__Material shown__.
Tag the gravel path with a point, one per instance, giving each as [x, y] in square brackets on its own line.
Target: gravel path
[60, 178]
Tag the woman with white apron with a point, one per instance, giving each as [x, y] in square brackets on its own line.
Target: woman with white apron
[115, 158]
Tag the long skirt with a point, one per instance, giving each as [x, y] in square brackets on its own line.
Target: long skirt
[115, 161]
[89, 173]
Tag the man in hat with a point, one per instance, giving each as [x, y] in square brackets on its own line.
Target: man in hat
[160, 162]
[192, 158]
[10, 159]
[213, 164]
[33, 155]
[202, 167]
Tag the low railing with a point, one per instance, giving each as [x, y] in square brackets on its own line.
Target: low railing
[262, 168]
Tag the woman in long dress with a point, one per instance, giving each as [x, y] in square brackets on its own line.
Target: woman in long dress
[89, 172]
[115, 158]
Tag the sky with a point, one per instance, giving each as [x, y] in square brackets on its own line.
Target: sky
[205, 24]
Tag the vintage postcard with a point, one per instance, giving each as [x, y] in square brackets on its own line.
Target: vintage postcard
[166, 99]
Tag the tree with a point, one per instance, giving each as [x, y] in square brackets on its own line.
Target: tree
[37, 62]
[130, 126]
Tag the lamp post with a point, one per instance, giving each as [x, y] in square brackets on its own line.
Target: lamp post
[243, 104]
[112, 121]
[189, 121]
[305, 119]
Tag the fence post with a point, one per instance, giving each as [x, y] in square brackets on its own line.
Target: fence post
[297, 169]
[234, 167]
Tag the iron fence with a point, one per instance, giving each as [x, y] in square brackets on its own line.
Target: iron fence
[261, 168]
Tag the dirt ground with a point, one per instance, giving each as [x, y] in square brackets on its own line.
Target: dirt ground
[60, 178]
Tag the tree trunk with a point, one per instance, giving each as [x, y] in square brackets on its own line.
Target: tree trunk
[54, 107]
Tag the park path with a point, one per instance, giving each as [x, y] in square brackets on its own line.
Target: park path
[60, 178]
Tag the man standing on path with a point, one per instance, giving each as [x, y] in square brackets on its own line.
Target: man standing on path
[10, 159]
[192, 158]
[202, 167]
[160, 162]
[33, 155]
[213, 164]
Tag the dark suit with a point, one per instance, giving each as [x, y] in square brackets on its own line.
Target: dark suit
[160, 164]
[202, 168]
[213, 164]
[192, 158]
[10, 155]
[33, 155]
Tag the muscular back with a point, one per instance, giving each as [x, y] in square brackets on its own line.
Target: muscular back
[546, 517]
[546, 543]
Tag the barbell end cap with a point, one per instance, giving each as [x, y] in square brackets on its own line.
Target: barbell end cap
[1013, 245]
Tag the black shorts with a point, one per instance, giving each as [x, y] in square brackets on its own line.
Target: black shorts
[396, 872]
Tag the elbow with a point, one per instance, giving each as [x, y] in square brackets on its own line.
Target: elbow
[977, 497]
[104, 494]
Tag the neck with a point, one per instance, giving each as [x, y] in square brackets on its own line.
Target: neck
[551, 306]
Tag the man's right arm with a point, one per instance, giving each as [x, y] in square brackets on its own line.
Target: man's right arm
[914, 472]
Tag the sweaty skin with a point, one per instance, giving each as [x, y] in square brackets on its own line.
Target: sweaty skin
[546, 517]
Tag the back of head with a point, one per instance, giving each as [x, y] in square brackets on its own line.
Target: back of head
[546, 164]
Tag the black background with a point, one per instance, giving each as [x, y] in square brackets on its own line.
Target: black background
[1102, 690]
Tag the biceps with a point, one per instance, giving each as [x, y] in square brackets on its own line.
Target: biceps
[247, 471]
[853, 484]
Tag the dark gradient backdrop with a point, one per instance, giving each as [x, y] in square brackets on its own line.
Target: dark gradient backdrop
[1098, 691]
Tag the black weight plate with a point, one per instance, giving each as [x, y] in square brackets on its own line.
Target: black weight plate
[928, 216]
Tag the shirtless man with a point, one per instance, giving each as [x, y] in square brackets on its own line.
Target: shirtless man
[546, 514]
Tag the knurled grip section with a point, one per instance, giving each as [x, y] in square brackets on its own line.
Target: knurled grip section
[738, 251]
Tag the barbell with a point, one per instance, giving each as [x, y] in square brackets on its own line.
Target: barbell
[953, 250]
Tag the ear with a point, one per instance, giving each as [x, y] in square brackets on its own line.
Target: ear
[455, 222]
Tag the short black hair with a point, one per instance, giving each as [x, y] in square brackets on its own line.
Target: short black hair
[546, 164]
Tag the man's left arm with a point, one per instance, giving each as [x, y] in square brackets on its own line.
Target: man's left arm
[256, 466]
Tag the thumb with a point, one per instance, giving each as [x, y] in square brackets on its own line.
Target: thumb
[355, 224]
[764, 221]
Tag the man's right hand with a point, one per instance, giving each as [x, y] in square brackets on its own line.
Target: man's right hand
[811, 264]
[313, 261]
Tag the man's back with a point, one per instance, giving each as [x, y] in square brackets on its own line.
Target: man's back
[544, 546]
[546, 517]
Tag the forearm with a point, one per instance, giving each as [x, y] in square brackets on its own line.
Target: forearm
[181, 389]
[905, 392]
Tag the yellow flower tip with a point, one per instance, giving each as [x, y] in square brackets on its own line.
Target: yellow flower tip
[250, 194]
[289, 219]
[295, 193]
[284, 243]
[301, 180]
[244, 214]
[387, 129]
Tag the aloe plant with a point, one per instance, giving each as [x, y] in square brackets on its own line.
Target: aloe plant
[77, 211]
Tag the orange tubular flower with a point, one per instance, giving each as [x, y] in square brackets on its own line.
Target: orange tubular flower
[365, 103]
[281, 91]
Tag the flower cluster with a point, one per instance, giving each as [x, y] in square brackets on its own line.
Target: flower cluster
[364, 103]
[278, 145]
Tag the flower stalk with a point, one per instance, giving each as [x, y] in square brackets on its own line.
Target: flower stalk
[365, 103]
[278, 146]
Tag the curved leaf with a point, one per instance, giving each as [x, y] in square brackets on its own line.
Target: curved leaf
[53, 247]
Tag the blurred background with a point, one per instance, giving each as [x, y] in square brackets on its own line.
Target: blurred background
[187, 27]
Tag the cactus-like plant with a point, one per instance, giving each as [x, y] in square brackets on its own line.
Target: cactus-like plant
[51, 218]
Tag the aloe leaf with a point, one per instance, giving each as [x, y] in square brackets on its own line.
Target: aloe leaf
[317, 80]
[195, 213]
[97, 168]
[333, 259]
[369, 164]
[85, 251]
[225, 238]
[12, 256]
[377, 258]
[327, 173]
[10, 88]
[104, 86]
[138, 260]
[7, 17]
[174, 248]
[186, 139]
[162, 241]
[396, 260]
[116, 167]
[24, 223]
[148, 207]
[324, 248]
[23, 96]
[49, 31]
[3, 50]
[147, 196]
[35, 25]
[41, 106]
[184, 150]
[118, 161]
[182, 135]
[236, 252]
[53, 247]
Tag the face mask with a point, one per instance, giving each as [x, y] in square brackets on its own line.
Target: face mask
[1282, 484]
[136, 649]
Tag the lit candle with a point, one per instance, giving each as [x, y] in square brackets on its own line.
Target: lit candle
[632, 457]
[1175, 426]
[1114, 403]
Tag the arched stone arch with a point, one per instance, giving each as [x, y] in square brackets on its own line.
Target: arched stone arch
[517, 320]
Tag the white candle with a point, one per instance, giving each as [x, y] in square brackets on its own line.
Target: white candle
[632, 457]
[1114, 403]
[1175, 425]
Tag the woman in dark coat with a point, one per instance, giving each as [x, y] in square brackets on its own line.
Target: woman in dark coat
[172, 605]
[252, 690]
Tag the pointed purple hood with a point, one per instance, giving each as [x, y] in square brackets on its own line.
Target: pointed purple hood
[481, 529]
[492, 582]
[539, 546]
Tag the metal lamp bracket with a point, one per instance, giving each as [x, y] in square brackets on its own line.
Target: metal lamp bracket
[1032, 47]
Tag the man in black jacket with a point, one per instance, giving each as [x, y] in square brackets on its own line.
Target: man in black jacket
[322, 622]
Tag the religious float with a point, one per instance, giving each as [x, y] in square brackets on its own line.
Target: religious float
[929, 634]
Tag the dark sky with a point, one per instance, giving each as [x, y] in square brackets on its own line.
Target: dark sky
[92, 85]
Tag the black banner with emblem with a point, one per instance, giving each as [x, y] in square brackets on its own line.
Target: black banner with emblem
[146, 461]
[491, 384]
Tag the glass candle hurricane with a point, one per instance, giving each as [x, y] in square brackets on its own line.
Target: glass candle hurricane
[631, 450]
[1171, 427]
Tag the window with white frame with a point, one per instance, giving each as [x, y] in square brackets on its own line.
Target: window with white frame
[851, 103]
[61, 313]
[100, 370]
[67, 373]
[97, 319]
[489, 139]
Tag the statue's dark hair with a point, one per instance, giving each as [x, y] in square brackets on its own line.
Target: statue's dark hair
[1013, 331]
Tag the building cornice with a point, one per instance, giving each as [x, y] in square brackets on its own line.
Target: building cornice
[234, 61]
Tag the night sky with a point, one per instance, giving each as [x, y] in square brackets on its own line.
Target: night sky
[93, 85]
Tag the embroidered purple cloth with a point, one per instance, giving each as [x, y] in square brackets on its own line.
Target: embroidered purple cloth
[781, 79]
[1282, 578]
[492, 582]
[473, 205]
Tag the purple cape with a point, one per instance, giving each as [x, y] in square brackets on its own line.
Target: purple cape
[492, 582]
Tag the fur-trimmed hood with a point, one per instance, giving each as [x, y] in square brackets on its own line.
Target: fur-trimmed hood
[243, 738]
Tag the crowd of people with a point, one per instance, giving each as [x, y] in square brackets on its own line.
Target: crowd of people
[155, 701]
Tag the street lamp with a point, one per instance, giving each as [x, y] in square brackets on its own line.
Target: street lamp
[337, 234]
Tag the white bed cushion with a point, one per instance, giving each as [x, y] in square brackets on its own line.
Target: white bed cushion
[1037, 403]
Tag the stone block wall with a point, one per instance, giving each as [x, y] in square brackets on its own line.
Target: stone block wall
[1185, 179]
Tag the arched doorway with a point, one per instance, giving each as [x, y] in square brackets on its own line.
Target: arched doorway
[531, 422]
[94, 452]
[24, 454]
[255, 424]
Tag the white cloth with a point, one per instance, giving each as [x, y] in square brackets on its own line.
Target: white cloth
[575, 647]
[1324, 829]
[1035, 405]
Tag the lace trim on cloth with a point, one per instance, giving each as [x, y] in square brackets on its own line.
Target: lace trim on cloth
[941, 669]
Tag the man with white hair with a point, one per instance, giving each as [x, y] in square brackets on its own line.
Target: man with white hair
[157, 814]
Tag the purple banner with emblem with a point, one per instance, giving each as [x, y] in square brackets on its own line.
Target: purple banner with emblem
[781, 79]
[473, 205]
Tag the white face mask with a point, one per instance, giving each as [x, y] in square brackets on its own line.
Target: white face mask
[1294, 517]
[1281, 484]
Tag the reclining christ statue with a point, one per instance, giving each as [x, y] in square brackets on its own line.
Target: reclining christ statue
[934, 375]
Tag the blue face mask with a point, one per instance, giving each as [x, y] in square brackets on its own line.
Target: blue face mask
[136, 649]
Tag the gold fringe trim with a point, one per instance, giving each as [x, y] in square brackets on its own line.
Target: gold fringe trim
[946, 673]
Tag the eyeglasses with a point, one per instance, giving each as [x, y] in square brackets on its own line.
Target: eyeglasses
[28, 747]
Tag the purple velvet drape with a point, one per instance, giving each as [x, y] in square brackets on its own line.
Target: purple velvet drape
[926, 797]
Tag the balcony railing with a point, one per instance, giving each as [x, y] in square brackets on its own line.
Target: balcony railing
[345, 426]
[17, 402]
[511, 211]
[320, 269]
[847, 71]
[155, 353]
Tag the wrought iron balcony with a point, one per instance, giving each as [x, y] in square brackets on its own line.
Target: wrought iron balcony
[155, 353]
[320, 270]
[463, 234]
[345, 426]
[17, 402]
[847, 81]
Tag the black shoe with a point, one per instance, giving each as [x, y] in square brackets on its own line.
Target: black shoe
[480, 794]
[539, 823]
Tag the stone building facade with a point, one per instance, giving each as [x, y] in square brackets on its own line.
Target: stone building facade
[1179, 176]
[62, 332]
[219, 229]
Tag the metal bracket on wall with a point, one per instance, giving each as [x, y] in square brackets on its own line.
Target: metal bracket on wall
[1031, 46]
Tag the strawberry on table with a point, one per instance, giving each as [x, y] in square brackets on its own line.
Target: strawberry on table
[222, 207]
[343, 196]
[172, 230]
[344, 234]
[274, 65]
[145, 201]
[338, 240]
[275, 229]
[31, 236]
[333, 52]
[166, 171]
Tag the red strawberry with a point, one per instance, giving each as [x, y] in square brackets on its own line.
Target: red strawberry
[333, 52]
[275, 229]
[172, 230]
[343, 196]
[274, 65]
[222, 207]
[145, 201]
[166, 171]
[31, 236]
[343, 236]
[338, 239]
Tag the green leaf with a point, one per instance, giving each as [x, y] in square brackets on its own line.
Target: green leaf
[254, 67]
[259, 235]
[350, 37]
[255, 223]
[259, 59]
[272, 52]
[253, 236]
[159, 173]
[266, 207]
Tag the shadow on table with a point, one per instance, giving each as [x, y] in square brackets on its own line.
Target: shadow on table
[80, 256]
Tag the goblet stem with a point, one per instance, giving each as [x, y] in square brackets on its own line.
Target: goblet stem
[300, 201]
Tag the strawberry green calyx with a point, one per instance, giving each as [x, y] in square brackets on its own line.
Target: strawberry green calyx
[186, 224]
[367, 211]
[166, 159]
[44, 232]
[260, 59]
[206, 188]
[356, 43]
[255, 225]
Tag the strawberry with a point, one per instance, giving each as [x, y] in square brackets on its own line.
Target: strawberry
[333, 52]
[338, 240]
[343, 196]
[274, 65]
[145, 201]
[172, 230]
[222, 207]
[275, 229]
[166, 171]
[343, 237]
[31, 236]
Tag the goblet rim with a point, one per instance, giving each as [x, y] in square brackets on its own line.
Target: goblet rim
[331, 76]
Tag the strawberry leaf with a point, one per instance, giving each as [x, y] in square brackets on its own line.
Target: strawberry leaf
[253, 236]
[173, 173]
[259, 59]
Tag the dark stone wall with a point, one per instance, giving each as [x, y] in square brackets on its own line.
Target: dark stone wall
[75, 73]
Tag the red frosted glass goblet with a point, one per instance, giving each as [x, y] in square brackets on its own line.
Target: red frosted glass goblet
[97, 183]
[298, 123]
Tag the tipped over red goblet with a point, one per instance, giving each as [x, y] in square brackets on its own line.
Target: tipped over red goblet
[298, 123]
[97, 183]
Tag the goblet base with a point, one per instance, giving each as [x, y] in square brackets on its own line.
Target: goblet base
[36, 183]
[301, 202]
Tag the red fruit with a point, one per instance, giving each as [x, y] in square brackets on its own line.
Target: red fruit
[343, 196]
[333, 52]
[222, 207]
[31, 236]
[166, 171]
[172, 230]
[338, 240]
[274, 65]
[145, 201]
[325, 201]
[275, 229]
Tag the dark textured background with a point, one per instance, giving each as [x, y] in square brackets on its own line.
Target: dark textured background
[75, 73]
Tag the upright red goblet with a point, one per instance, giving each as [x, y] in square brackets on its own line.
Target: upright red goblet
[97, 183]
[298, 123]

__Given request__. Retype the lines of the items that start with the line containing "Tag the barbell end" and run through the line containing "[1013, 245]". Keep every character unchanged.

__Response__.
Tag the barbell end cap with a point, one per instance, giving each as [x, y] in square brackets on its own line.
Target: barbell end cap
[1013, 245]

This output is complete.